Identify each line in the listing that contains the string "clicks" and copy those lines out. The match is case-sensitive.
*** Opening of THE INPUT ***
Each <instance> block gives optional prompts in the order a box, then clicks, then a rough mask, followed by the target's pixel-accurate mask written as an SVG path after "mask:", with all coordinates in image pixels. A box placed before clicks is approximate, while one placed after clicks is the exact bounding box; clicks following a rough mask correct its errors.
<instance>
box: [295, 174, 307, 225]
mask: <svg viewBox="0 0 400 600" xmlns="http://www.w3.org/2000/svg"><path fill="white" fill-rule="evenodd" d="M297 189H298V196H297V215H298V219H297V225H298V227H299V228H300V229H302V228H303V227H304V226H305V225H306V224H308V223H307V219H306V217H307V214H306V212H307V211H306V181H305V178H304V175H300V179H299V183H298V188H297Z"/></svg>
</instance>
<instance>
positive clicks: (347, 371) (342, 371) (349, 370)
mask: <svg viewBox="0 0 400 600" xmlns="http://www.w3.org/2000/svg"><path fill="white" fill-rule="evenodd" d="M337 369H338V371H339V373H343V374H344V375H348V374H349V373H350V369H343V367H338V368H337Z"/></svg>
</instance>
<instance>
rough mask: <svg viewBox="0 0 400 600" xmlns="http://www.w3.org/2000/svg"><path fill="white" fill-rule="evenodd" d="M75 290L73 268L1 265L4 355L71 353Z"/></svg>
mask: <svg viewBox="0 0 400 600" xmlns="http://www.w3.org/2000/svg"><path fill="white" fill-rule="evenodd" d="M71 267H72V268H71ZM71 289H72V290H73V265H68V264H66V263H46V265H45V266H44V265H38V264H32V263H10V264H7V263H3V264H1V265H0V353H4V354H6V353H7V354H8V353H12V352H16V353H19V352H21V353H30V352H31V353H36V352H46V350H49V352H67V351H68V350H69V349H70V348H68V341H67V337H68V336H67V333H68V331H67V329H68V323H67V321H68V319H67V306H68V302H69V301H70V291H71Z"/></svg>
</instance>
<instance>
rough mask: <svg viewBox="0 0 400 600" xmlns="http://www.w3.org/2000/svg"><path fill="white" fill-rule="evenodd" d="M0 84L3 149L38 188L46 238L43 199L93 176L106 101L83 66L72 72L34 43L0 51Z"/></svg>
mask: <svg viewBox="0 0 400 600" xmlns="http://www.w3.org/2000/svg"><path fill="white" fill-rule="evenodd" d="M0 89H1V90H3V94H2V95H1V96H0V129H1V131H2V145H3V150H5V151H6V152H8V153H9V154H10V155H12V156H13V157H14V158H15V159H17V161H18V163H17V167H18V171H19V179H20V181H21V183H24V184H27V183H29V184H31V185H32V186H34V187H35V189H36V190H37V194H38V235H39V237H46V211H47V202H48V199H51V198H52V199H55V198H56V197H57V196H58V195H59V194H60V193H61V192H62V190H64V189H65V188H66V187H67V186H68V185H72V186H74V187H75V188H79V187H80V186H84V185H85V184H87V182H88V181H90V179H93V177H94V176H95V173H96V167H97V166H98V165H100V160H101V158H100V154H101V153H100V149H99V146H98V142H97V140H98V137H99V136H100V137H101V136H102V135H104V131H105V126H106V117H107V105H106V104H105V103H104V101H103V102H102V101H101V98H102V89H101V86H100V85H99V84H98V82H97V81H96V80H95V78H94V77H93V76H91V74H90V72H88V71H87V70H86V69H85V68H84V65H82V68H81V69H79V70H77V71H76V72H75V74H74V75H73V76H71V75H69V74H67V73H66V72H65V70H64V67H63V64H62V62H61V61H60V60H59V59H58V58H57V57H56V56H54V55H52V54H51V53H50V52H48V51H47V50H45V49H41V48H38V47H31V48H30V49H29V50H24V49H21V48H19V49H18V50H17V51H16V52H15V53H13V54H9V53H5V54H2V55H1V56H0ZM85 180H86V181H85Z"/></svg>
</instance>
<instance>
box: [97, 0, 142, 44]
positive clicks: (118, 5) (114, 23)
*** Close of THE INPUT ***
*PROBLEM SOLUTION:*
Each <instance> block gives optional prompts in the order a box, then clicks, then a rough mask, followed by the target's pixel-accurate mask written as an SVG path after "mask:", with all coordinates in image pixels. A box placed before clicks is approximate, while one placed after clicks is the exact bounding box; clicks following a rough mask correct its errors.
positive clicks: (347, 371) (342, 371) (349, 370)
positive clicks: (118, 5) (114, 23)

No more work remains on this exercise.